After reading each line of the entries, give the number of lines that contain "farthest" and nothing else.

[Source data Boundary: Start]

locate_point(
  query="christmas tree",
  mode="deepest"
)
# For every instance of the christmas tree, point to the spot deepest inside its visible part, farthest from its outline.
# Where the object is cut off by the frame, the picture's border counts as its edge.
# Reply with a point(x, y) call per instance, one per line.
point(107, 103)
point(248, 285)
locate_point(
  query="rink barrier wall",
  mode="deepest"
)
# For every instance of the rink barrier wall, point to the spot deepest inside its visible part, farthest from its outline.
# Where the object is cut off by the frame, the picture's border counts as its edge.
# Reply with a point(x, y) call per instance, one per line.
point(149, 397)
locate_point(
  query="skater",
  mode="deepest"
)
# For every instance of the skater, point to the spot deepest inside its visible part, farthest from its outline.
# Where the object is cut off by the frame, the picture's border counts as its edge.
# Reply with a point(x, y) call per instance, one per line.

[Source data Boundary: End]

• _Your response_:
3